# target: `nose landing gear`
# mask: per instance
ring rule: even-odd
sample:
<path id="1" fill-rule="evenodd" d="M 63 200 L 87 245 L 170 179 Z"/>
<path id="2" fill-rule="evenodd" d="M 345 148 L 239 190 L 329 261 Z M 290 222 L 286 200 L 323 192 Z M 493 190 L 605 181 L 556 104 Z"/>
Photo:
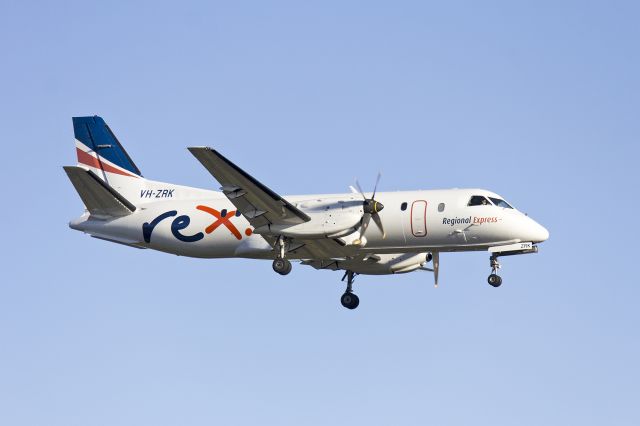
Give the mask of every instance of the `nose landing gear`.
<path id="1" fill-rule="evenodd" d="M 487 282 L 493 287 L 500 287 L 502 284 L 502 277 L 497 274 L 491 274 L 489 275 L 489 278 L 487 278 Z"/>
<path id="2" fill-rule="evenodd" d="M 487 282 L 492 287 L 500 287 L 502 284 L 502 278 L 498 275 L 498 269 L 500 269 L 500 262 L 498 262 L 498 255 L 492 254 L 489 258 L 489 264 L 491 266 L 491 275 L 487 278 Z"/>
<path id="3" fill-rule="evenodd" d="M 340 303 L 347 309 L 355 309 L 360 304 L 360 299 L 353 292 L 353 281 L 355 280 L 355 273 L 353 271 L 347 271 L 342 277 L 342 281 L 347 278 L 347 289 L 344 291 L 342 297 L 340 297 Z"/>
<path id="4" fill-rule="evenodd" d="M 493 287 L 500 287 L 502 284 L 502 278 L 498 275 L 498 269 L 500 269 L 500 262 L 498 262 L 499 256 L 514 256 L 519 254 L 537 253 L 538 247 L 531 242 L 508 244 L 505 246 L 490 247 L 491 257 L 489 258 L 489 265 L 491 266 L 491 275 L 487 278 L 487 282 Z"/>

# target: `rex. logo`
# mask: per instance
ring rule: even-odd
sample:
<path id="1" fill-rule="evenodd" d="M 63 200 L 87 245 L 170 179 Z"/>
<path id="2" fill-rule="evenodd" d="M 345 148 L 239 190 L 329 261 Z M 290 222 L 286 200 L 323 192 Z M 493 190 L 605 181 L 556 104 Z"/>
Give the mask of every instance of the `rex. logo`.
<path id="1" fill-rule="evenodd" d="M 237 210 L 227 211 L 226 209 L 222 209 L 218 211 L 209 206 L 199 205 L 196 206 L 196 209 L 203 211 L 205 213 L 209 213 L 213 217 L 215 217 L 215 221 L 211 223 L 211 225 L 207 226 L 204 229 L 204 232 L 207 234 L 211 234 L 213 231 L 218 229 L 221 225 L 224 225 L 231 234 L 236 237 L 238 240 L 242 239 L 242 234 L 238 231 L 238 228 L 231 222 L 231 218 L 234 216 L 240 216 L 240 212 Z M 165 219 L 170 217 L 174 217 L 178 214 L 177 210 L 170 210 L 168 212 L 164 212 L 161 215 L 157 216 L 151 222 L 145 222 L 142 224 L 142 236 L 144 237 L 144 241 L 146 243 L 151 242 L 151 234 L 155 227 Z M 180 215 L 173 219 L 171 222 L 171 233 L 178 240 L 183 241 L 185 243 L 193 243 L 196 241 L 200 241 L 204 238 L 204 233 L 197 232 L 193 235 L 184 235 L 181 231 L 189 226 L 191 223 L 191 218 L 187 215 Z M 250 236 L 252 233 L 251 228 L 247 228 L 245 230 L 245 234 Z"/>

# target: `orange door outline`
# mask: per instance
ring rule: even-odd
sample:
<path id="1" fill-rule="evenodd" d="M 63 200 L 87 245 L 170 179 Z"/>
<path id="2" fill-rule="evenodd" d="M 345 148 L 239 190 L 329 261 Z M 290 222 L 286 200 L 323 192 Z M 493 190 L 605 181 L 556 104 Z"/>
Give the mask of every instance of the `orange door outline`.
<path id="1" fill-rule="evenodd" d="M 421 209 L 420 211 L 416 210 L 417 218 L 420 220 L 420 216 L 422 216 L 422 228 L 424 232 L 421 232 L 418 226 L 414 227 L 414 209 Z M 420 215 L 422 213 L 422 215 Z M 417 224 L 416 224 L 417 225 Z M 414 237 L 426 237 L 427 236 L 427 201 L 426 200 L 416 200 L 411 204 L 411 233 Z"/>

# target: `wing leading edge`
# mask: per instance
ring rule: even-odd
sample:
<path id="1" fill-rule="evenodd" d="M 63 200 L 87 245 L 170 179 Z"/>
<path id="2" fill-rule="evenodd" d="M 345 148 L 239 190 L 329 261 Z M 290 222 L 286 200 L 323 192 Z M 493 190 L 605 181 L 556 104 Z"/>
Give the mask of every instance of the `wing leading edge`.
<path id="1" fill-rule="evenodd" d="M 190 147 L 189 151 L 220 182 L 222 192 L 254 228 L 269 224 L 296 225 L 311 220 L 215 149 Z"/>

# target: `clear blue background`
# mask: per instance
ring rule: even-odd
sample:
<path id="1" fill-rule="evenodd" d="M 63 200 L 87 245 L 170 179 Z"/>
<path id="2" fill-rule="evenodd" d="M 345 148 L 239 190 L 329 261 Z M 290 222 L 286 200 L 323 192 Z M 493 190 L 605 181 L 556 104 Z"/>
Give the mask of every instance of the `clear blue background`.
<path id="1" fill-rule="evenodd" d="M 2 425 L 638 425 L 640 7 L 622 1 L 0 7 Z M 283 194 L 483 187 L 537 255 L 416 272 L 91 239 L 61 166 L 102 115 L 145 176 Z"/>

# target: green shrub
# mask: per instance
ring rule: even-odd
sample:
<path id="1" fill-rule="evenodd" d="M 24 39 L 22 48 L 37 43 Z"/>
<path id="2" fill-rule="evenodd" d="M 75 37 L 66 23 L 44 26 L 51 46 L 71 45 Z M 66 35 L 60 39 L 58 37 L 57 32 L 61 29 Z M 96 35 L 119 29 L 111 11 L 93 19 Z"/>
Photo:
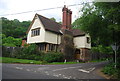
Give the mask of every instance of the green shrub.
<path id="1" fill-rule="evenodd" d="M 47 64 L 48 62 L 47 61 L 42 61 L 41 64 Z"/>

◆ **Task statement**: Return all lines of the data in which the string "target" appears.

◆ **Task output**:
# target: `nose landing gear`
# target: `rex. logo`
# target: `orange door outline`
# target: `wing leading edge`
# target: `clear blue background`
# target: green shrub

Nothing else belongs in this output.